Material:
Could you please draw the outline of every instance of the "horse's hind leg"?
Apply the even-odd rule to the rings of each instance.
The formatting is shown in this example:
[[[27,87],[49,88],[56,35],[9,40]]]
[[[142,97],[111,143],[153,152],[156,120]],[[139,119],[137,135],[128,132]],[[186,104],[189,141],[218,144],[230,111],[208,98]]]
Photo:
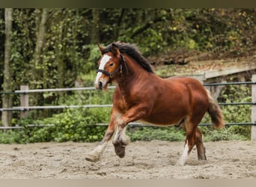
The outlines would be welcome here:
[[[185,120],[185,124],[183,126],[183,128],[186,131],[186,141],[185,141],[185,146],[184,150],[180,156],[180,159],[177,162],[176,165],[184,165],[186,162],[189,157],[189,155],[195,145],[195,128],[196,126],[193,126],[189,120]]]
[[[198,150],[198,160],[206,160],[205,148],[203,144],[202,133],[196,128],[195,131],[195,146]]]

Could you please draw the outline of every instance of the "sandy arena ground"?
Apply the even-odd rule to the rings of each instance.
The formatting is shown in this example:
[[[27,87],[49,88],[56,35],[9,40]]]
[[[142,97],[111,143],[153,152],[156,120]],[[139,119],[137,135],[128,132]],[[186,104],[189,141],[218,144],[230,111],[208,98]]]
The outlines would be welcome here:
[[[256,179],[256,142],[206,142],[207,161],[194,148],[174,166],[183,142],[131,142],[124,159],[109,144],[101,161],[85,160],[98,143],[0,144],[1,179]]]

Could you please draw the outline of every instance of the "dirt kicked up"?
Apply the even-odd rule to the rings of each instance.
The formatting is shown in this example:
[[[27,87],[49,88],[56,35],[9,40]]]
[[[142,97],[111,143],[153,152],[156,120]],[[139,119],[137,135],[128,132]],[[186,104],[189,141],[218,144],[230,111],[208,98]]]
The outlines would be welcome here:
[[[0,144],[1,179],[256,179],[256,142],[206,142],[207,160],[194,149],[175,166],[183,142],[131,142],[120,159],[109,144],[101,161],[85,160],[98,143]]]

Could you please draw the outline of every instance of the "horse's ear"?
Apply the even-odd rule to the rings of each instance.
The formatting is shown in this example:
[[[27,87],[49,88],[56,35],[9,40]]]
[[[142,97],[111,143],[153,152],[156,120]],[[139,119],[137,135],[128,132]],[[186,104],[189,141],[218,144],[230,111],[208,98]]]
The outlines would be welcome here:
[[[119,51],[117,45],[115,45],[114,43],[112,43],[112,52],[114,53],[114,55],[115,55],[115,56],[118,56],[120,55],[120,51]]]
[[[99,49],[100,50],[101,54],[103,55],[103,49],[104,49],[104,48],[103,46],[101,46],[100,43],[98,43],[97,45],[98,46]]]

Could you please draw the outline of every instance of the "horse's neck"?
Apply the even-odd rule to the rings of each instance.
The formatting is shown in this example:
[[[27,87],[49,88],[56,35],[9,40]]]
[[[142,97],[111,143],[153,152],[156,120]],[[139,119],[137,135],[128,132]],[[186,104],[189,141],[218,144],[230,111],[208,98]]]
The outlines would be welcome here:
[[[126,64],[127,71],[126,67],[123,67],[122,74],[117,79],[121,90],[124,91],[130,88],[130,86],[134,85],[135,82],[143,79],[145,74],[150,73],[129,57],[126,56]]]

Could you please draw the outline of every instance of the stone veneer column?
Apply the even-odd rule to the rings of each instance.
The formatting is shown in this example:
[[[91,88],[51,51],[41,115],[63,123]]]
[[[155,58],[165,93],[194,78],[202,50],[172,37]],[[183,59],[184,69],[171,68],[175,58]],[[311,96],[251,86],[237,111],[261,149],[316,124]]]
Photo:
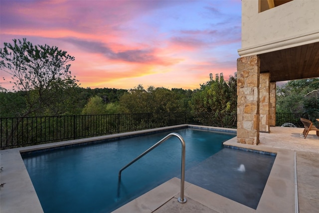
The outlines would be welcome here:
[[[257,55],[237,59],[237,142],[259,143],[259,73]]]
[[[262,73],[259,77],[259,131],[269,133],[270,74]]]
[[[269,125],[276,126],[276,82],[270,83],[269,98]]]

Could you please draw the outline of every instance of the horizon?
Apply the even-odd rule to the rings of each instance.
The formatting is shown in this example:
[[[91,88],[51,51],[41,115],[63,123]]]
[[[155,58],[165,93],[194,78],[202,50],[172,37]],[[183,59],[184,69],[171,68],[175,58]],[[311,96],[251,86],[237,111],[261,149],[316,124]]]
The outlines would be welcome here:
[[[0,48],[23,38],[56,46],[75,57],[70,71],[84,88],[193,90],[209,73],[228,79],[237,72],[239,0],[1,0],[0,6]],[[11,89],[9,79],[1,70],[0,85]]]

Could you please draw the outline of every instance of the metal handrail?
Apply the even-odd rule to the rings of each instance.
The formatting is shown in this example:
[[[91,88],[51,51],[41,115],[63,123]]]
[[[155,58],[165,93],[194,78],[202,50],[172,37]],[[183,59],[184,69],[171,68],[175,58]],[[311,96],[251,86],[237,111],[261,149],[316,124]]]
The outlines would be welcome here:
[[[175,136],[178,138],[180,142],[181,143],[181,168],[180,172],[180,197],[178,198],[177,200],[178,202],[184,204],[186,203],[186,198],[184,198],[184,185],[185,182],[185,141],[183,138],[179,135],[179,134],[175,133],[169,133],[166,136],[165,136],[163,139],[160,140],[160,141],[157,142],[156,144],[154,144],[151,147],[149,148],[145,152],[140,155],[139,157],[136,158],[135,159],[133,160],[127,165],[125,166],[124,167],[122,168],[120,172],[119,172],[119,181],[121,180],[121,174],[122,172],[125,169],[129,167],[130,166],[137,162],[139,159],[141,158],[142,157],[148,154],[149,152],[151,152],[152,150],[154,149],[155,148],[159,146],[160,144],[163,143],[164,141],[167,140],[168,138],[171,137],[172,136]]]

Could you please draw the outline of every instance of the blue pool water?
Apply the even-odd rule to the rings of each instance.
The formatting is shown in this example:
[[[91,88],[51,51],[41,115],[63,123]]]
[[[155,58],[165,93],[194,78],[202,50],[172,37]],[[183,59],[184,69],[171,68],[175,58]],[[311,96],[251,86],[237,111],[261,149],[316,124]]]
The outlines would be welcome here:
[[[180,177],[180,142],[171,137],[124,170],[118,182],[122,167],[171,132],[22,154],[22,158],[45,213],[110,212]],[[185,142],[186,170],[220,151],[222,142],[235,136],[191,128],[173,132]]]

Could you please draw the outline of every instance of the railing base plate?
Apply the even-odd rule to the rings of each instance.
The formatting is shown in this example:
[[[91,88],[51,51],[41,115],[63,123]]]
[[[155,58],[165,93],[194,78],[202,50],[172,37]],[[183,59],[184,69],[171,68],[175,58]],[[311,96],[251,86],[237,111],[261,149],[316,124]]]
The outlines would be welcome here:
[[[178,202],[180,203],[181,204],[185,204],[187,201],[186,200],[186,198],[184,198],[184,200],[182,201],[181,199],[180,199],[180,197],[177,199],[177,201],[178,201]]]

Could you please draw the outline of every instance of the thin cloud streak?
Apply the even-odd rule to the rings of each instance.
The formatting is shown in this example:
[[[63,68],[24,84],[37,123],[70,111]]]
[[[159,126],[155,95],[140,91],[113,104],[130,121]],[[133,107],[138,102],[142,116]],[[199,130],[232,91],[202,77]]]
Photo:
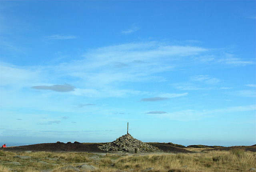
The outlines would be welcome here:
[[[65,84],[63,85],[54,85],[52,86],[33,86],[31,88],[36,90],[51,90],[57,92],[70,92],[74,91],[76,87],[68,84]]]
[[[60,35],[59,34],[52,35],[46,37],[49,40],[70,40],[76,39],[77,37],[72,35]]]
[[[154,115],[154,116],[161,118],[167,118],[171,120],[180,121],[189,121],[200,120],[206,118],[210,118],[216,116],[224,114],[228,115],[228,114],[255,111],[256,110],[256,105],[250,105],[245,106],[238,106],[228,107],[226,108],[214,109],[212,110],[196,110],[192,109],[188,109],[180,111],[166,113],[154,113],[153,111],[146,113],[149,115]],[[161,111],[155,111],[161,112]],[[154,114],[157,115],[154,115]]]
[[[163,111],[151,111],[146,113],[147,114],[164,114],[168,113],[166,112]]]
[[[158,101],[166,100],[168,99],[168,98],[157,97],[151,98],[142,98],[140,101],[142,102],[157,102]]]

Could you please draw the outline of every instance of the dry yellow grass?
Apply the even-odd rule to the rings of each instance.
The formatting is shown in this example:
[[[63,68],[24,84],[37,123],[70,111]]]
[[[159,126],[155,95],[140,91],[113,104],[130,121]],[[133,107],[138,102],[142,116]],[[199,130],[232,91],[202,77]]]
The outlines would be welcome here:
[[[202,149],[202,148],[200,148]],[[0,151],[0,171],[9,172],[10,168],[18,172],[36,172],[50,168],[53,172],[68,172],[59,168],[68,165],[74,166],[83,164],[92,165],[98,168],[96,172],[114,172],[118,170],[141,171],[153,168],[152,172],[244,172],[256,168],[256,153],[244,150],[230,151],[210,151],[204,153],[164,154],[121,156],[107,154],[92,158],[93,154],[87,153],[56,153],[48,152],[22,152],[19,155],[29,156],[32,159],[14,158],[17,154]],[[58,161],[45,159],[46,157],[58,158]],[[43,161],[48,164],[40,164]],[[16,162],[21,165],[8,162]],[[57,166],[51,165],[54,163]]]

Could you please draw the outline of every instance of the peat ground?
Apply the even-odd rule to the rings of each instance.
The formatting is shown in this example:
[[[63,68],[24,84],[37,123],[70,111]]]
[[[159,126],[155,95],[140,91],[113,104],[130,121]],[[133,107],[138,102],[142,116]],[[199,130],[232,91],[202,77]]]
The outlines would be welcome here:
[[[22,152],[28,151],[34,152],[88,152],[92,153],[107,153],[98,148],[107,143],[83,143],[75,142],[74,143],[64,143],[60,142],[53,143],[42,143],[40,144],[32,144],[30,145],[22,146],[20,146],[9,147],[5,148],[0,148],[0,150],[10,151],[12,152]],[[188,146],[186,147],[182,145],[170,144],[170,143],[147,143],[157,148],[160,152],[165,153],[193,153],[189,150],[189,148],[196,147],[196,145]],[[201,145],[197,146],[200,147]],[[256,145],[251,146],[239,146],[231,147],[223,146],[204,146],[204,148],[209,149],[204,149],[203,151],[209,151],[212,150],[225,150],[228,151],[232,149],[236,148],[242,148],[246,151],[256,152]],[[186,148],[186,149],[184,148]],[[114,153],[114,152],[113,152]]]

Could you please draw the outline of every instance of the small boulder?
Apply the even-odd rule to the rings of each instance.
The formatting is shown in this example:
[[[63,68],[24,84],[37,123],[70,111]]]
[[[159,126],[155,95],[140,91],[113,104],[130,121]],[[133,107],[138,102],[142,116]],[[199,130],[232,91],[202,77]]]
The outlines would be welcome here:
[[[76,167],[81,170],[93,171],[98,169],[98,168],[90,165],[83,164]]]
[[[72,166],[66,166],[64,167],[61,167],[59,169],[60,169],[60,170],[73,170],[75,172],[81,171],[80,170],[79,170],[79,169]]]
[[[32,157],[28,156],[20,156],[19,155],[17,155],[14,158],[18,158],[21,159],[31,159],[32,158]]]
[[[148,168],[147,169],[142,170],[142,172],[149,172],[150,171],[154,169],[154,168],[153,168],[153,167],[151,167],[151,168]]]
[[[21,164],[20,163],[20,162],[10,162],[8,163],[8,164],[12,164],[13,165],[15,165],[16,166],[21,165]]]

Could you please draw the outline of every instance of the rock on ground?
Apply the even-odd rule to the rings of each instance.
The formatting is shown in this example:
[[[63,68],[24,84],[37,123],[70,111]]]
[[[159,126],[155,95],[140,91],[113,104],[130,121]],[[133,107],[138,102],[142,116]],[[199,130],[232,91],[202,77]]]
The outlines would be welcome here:
[[[81,170],[93,171],[98,169],[98,168],[90,165],[83,164],[76,167]]]
[[[14,156],[14,158],[19,158],[21,159],[31,159],[32,157],[28,156],[20,156],[19,155],[17,155]]]
[[[59,168],[60,170],[72,170],[75,171],[75,172],[80,172],[81,171],[80,170],[79,170],[79,169],[77,168],[76,167],[74,167],[74,166],[66,166],[65,167],[61,167]]]
[[[135,148],[137,149],[138,152],[157,150],[154,147],[134,138],[129,134],[122,136],[110,143],[99,146],[99,148],[106,152],[119,151],[134,152]]]

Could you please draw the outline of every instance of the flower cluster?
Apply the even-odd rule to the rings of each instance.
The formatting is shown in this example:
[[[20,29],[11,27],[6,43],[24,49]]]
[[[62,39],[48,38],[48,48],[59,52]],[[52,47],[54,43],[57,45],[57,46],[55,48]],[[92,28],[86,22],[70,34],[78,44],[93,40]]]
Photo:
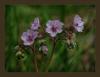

Problem to work on: Rewrite the lines from the one containing "stone veneer column?" through the one containing "[[[269,125],[276,126],[276,82],[270,83],[269,98]]]", replacing "even-odd rule" with "nonzero winding rule" and keeping everything else unchanged. Give only those lines, without the pictures.

Result of the task:
Could you please draw the outline of every instance of the stone veneer column?
Apply the nonzero winding rule to the rings of each instance.
The formatting is shown in this example:
[[[91,88],[51,51],[41,115],[63,123]]]
[[[155,58],[165,93],[194,78],[202,50],[172,37]],[[183,59],[184,69],[171,68],[175,58]],[[311,96],[251,86],[237,111],[261,149],[316,124]]]
Photo:
The outlines would be welcome here:
[[[257,55],[237,59],[237,142],[259,143],[259,73]]]
[[[262,73],[259,77],[259,131],[269,133],[270,74]]]
[[[269,125],[276,126],[276,82],[270,83],[269,98]]]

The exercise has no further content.